───── EXERCISE MATERIALS ─────

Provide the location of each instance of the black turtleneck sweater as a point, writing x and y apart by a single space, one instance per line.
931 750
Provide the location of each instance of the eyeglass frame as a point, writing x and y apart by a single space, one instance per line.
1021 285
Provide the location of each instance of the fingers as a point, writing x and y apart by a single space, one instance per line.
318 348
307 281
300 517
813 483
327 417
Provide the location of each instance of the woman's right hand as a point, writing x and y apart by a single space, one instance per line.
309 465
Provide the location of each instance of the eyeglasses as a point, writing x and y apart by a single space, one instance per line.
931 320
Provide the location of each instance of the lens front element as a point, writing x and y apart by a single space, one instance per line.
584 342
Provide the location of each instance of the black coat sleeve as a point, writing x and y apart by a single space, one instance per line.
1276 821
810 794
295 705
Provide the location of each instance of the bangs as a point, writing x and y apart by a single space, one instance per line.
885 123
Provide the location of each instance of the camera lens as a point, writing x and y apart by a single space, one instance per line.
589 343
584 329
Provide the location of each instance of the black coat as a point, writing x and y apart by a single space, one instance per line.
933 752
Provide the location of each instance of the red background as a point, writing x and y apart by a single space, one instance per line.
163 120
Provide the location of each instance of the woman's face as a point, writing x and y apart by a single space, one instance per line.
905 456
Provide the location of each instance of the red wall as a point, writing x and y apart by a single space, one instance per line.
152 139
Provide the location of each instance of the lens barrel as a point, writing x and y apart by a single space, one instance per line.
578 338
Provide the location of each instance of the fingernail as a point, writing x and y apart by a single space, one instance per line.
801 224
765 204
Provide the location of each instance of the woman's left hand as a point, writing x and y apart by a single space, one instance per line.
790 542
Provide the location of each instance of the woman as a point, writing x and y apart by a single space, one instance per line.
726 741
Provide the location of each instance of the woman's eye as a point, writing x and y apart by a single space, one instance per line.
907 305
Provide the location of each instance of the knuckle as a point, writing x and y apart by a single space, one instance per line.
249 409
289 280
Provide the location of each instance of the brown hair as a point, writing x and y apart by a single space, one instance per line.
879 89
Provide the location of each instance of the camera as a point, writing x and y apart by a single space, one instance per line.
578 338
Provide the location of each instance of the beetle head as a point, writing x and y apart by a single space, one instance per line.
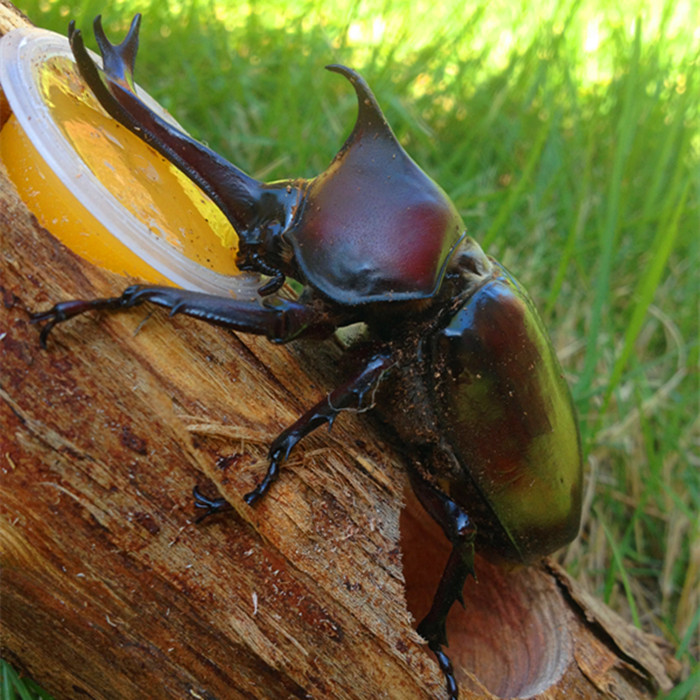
373 226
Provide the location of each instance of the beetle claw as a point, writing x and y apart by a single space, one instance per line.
212 505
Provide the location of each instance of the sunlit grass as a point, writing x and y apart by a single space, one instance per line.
568 134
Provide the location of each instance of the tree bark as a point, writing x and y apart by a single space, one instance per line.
109 589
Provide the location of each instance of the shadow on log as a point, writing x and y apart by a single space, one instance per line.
109 588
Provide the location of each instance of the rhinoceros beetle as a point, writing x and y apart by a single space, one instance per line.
456 359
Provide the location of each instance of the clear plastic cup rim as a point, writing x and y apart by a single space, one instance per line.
22 52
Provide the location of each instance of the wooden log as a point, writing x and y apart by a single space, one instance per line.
109 590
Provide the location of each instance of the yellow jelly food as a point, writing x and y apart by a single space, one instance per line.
153 190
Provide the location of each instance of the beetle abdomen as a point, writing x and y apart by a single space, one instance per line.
509 416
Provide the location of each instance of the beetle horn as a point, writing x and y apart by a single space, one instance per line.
238 195
370 118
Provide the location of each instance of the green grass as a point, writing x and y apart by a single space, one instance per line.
568 134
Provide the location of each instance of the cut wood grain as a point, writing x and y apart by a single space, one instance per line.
109 588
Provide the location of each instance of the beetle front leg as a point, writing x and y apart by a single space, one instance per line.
357 394
461 532
278 319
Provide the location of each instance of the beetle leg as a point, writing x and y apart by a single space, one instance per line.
357 394
461 532
278 319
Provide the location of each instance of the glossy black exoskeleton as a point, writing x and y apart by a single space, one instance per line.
490 438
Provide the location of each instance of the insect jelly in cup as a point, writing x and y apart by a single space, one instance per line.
97 187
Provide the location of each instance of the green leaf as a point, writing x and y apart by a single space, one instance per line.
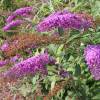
77 70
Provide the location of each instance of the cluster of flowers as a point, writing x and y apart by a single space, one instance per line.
92 57
24 12
30 66
64 19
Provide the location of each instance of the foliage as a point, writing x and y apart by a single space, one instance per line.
67 47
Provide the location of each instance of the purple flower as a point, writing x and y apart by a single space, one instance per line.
12 24
92 57
21 12
2 63
15 58
5 46
63 19
30 66
64 73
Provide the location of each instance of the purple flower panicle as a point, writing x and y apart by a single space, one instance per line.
12 24
2 63
63 19
19 12
64 73
92 57
30 66
4 47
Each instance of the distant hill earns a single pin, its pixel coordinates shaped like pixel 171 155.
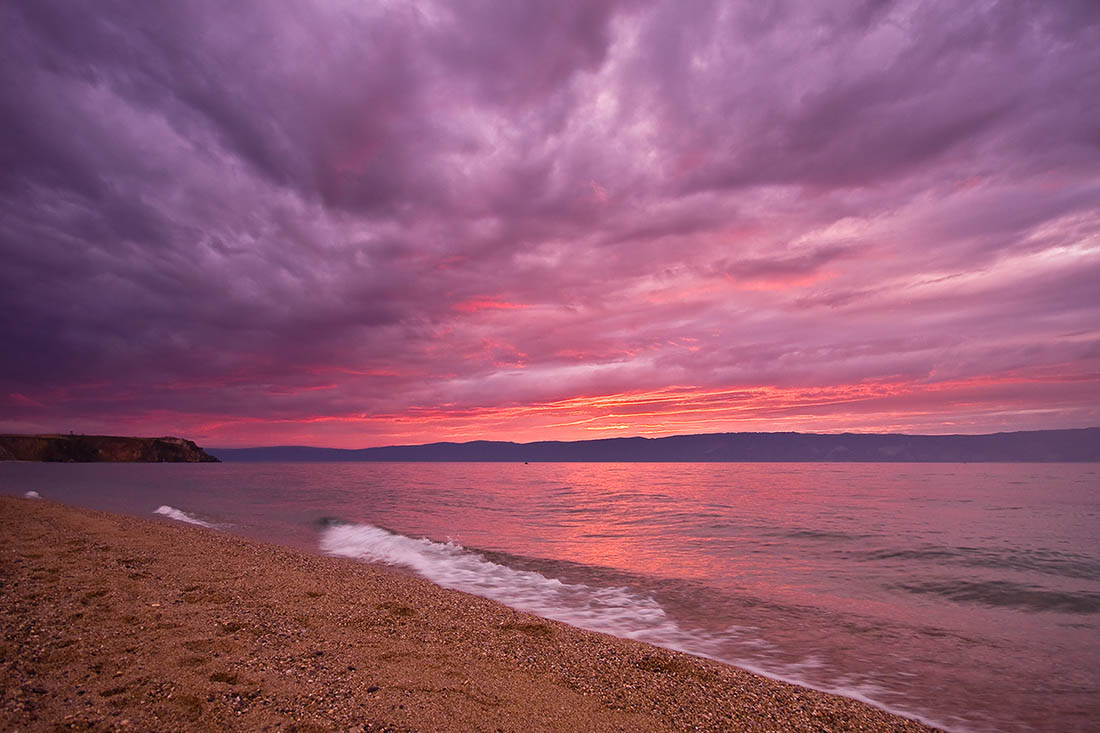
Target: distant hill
pixel 1034 446
pixel 100 448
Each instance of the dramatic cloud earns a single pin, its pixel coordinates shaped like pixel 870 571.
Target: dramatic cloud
pixel 355 223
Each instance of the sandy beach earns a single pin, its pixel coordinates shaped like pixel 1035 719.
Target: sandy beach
pixel 119 623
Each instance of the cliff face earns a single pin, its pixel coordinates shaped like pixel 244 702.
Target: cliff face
pixel 100 448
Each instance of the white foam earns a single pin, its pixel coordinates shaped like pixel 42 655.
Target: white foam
pixel 615 611
pixel 173 513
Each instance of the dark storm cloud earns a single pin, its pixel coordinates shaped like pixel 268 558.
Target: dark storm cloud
pixel 252 211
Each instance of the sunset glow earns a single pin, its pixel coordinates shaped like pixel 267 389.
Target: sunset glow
pixel 374 223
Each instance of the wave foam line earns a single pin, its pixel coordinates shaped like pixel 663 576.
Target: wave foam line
pixel 178 515
pixel 615 611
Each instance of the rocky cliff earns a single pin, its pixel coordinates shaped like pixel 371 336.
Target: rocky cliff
pixel 100 448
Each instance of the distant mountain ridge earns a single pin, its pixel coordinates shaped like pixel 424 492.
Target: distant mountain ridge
pixel 100 449
pixel 1080 445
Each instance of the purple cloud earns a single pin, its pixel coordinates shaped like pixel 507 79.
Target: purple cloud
pixel 244 221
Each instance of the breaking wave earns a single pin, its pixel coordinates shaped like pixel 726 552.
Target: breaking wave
pixel 615 611
pixel 178 515
pixel 612 610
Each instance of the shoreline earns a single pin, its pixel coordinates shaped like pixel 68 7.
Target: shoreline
pixel 119 623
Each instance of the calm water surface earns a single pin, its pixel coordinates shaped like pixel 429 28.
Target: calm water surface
pixel 965 594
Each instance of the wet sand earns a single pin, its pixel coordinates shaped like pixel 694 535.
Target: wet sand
pixel 119 623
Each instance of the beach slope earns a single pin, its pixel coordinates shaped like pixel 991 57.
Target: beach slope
pixel 116 623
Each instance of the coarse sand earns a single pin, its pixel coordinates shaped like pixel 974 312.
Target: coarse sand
pixel 120 623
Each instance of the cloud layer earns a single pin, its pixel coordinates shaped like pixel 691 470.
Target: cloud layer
pixel 354 223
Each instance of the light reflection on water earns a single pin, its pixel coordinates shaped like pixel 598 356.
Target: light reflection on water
pixel 969 593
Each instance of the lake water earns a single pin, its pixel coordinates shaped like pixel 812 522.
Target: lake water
pixel 967 595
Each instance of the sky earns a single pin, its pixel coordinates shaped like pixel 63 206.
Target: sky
pixel 360 222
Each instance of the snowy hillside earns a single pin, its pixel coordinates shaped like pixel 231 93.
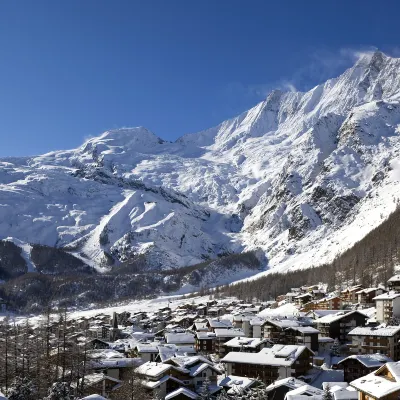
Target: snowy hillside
pixel 301 176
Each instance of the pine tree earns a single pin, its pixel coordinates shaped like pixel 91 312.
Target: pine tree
pixel 205 393
pixel 22 389
pixel 335 350
pixel 327 393
pixel 60 391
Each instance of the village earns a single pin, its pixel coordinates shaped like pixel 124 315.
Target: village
pixel 304 344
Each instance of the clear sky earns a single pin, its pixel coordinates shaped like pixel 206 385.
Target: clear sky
pixel 70 69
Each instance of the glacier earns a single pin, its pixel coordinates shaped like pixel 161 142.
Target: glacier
pixel 300 178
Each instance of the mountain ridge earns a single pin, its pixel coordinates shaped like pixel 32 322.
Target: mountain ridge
pixel 297 176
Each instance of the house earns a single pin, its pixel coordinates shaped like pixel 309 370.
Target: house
pixel 329 303
pixel 237 385
pixel 248 345
pixel 117 368
pixel 341 390
pixel 180 338
pixel 161 379
pixel 213 324
pixel 97 383
pixel 146 351
pixel 278 389
pixel 181 394
pixel 349 296
pixel 337 326
pixel 199 369
pixel 302 299
pixel 205 342
pixel 302 335
pixel 394 283
pixel 387 306
pixel 270 364
pixel 365 297
pixel 383 339
pixel 274 329
pixel 222 336
pixel 3 305
pixel 383 383
pixel 358 365
pixel 305 392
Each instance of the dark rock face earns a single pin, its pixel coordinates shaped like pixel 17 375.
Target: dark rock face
pixel 50 260
pixel 12 264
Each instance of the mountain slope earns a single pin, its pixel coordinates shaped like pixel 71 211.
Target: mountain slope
pixel 301 176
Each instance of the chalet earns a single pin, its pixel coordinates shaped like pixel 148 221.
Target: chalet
pixel 358 365
pixel 248 345
pixel 3 305
pixel 97 383
pixel 117 368
pixel 341 390
pixel 199 369
pixel 278 389
pixel 275 329
pixel 383 339
pixel 146 351
pixel 302 336
pixel 161 379
pixel 205 342
pixel 365 297
pixel 215 312
pixel 270 364
pixel 349 295
pixel 304 392
pixel 329 303
pixel 213 324
pixel 381 384
pixel 180 339
pixel 222 336
pixel 302 299
pixel 97 344
pixel 337 326
pixel 237 385
pixel 394 283
pixel 387 306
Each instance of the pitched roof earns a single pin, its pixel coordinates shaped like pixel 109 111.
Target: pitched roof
pixel 378 385
pixel 369 360
pixel 181 391
pixel 381 330
pixel 277 355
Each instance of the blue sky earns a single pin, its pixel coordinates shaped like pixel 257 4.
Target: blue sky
pixel 73 69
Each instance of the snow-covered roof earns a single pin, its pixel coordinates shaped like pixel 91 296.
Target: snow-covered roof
pixel 205 335
pixel 277 355
pixel 181 392
pixel 387 296
pixel 116 363
pixel 228 332
pixel 381 330
pixel 236 384
pixel 240 342
pixel 152 369
pixel 378 385
pixel 179 338
pixel 369 360
pixel 328 319
pixel 216 323
pixel 291 383
pixel 394 278
pixel 307 390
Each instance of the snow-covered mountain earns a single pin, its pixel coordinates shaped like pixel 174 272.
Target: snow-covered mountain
pixel 301 176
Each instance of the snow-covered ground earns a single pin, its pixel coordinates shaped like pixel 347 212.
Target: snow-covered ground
pixel 301 176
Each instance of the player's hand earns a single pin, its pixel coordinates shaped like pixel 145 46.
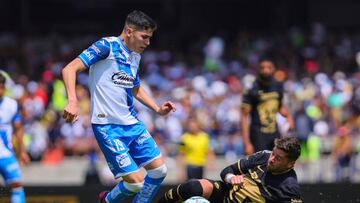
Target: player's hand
pixel 24 158
pixel 249 148
pixel 237 180
pixel 166 107
pixel 70 113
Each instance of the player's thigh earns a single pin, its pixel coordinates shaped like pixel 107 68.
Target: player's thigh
pixel 10 170
pixel 145 151
pixel 135 177
pixel 115 149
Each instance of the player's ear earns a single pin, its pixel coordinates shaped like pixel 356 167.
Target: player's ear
pixel 128 31
pixel 291 164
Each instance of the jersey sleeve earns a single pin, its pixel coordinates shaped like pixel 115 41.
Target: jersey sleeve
pixel 232 169
pixel 96 52
pixel 137 80
pixel 247 100
pixel 17 116
pixel 253 160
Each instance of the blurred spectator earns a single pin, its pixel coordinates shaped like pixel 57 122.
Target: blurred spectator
pixel 194 151
pixel 341 154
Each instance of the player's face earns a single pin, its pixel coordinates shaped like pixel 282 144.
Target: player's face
pixel 267 68
pixel 278 162
pixel 139 39
pixel 2 90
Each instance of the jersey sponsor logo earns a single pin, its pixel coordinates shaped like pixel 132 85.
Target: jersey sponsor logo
pixel 123 79
pixel 123 160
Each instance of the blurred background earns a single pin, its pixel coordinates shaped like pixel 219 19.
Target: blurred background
pixel 203 56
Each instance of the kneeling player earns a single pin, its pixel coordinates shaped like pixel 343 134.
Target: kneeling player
pixel 266 176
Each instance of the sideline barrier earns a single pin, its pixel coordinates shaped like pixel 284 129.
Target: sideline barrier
pixel 312 193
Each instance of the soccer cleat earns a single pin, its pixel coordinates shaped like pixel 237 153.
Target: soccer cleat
pixel 102 196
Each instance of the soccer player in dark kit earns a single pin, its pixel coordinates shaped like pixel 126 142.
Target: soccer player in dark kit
pixel 263 177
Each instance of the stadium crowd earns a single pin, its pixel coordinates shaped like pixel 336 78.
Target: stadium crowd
pixel 319 69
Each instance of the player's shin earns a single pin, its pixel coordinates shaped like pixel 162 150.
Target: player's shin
pixel 17 195
pixel 151 185
pixel 122 191
pixel 182 192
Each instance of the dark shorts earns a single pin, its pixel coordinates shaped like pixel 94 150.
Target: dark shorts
pixel 262 141
pixel 194 172
pixel 220 191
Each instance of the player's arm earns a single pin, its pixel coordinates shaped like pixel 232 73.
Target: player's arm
pixel 140 94
pixel 69 76
pixel 285 112
pixel 234 174
pixel 96 52
pixel 19 134
pixel 245 129
pixel 230 171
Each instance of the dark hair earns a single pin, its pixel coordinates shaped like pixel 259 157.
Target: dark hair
pixel 140 20
pixel 290 145
pixel 2 79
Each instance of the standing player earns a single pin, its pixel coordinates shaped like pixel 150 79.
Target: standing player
pixel 114 81
pixel 263 101
pixel 266 176
pixel 10 122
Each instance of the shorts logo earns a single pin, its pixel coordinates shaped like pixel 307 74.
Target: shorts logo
pixel 123 160
pixel 123 79
pixel 143 138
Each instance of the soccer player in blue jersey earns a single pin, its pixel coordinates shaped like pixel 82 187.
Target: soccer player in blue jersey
pixel 113 64
pixel 10 122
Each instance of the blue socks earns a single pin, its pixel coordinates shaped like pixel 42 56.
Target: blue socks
pixel 119 192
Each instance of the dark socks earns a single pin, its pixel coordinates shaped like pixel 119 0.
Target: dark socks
pixel 182 192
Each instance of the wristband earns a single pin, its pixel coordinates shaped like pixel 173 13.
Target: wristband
pixel 228 177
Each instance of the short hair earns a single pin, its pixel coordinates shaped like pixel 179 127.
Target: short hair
pixel 290 145
pixel 140 21
pixel 2 79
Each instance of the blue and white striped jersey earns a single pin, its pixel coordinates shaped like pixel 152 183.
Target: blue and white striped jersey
pixel 113 75
pixel 9 114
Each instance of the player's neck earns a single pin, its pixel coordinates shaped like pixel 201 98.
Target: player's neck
pixel 123 39
pixel 281 172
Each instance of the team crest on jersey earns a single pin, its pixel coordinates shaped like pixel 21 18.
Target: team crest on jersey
pixel 142 138
pixel 123 160
pixel 123 79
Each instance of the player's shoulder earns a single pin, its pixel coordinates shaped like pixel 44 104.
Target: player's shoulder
pixel 110 39
pixel 260 156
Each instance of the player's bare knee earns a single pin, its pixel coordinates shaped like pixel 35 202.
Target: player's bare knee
pixel 157 173
pixel 207 187
pixel 136 177
pixel 15 185
pixel 134 187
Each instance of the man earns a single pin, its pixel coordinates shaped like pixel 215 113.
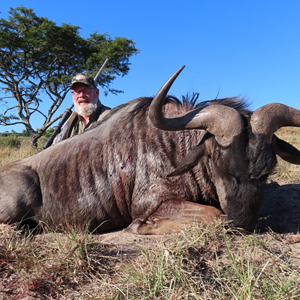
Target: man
pixel 88 108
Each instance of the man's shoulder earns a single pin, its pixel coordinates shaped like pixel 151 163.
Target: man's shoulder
pixel 103 112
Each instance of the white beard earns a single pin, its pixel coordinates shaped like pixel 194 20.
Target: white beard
pixel 86 110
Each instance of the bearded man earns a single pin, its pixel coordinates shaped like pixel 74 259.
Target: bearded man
pixel 88 108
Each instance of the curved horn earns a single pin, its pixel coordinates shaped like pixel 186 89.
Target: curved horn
pixel 221 121
pixel 269 118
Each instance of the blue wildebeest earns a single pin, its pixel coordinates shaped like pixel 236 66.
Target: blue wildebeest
pixel 151 166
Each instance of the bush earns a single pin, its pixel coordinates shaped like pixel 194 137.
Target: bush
pixel 10 141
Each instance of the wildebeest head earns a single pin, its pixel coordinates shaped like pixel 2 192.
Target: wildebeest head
pixel 239 150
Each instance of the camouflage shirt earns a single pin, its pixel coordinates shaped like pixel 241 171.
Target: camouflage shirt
pixel 74 125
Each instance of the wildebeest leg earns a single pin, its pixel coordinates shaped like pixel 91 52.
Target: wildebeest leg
pixel 171 216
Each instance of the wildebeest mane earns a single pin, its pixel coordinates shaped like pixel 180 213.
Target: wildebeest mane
pixel 187 102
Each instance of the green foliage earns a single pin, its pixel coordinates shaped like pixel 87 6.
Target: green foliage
pixel 48 132
pixel 38 58
pixel 10 141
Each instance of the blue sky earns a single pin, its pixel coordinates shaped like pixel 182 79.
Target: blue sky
pixel 229 48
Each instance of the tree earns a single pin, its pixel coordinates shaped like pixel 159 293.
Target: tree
pixel 39 58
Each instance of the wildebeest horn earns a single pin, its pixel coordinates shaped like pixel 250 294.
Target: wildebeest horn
pixel 269 118
pixel 221 121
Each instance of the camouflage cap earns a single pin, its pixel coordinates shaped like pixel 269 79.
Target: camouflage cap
pixel 85 79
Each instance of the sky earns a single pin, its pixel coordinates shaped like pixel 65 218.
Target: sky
pixel 230 48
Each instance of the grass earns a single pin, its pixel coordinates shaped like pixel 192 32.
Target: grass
pixel 206 261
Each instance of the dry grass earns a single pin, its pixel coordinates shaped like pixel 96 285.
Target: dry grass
pixel 205 262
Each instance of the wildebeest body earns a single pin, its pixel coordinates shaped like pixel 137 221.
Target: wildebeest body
pixel 103 175
pixel 116 173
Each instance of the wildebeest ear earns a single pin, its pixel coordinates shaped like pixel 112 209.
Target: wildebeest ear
pixel 192 158
pixel 286 151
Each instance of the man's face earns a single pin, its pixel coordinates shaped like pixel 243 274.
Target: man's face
pixel 85 99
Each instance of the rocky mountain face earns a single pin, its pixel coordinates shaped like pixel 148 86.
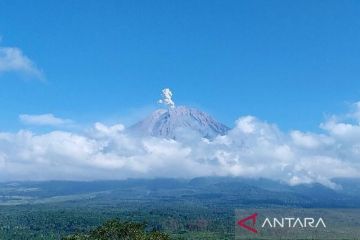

─────

WHAT THE TASK REQUIRES: Take the material above from the line bearing "Each instance of the player's neck" through the line bearing "Each instance of the bush" and write it out exactly, both end lines included. Pictures stay out.

WORKED SOLUTION:
Each instance of the player's neck earns a single pin, its pixel coordinates shaped like pixel 201 98.
Target: player's neck
pixel 123 39
pixel 281 172
Each instance of the team crest on jersey earns a single pin, its pixel coordinates shaped like pixel 21 18.
Target: team crest on jersey
pixel 142 138
pixel 123 160
pixel 123 79
Each instance of the player's shoulder earns a single pin, its pixel coordinates shaped like pixel 44 104.
Target: player's shoulder
pixel 110 39
pixel 260 156
Each instance of the player's bare knee earns a single pin, its pixel coordinates shaped like pixel 35 202.
Target: player's bare knee
pixel 157 173
pixel 207 187
pixel 136 177
pixel 15 185
pixel 134 187
Each instance of the man earns a single pin, its pixel coordinates shaped like pixel 215 113.
Target: man
pixel 88 108
Each instance of the man's shoulder earns a single pin, its pixel coordinates shaped like pixel 151 163.
Target: man's shoulder
pixel 103 112
Each instance of the white beard earns a single pin, its pixel coordinates shaped like pixel 194 20.
Target: white beard
pixel 86 110
Each instance of the bearded man earns a single pin, its pixel coordinates shaped like pixel 74 259.
Target: bearded man
pixel 88 108
Each instance of the curved horn earns a single pin, its pixel coordinates shaped like pixel 186 89.
Target: curved horn
pixel 221 121
pixel 269 118
Each instance of the blue wildebeest earns a single pin, its pixel coordinates shaped like pixel 236 66.
Target: blue wildebeest
pixel 151 166
Each instance of the bush earns a single pin, its pixel coordinates shaped like pixel 194 137.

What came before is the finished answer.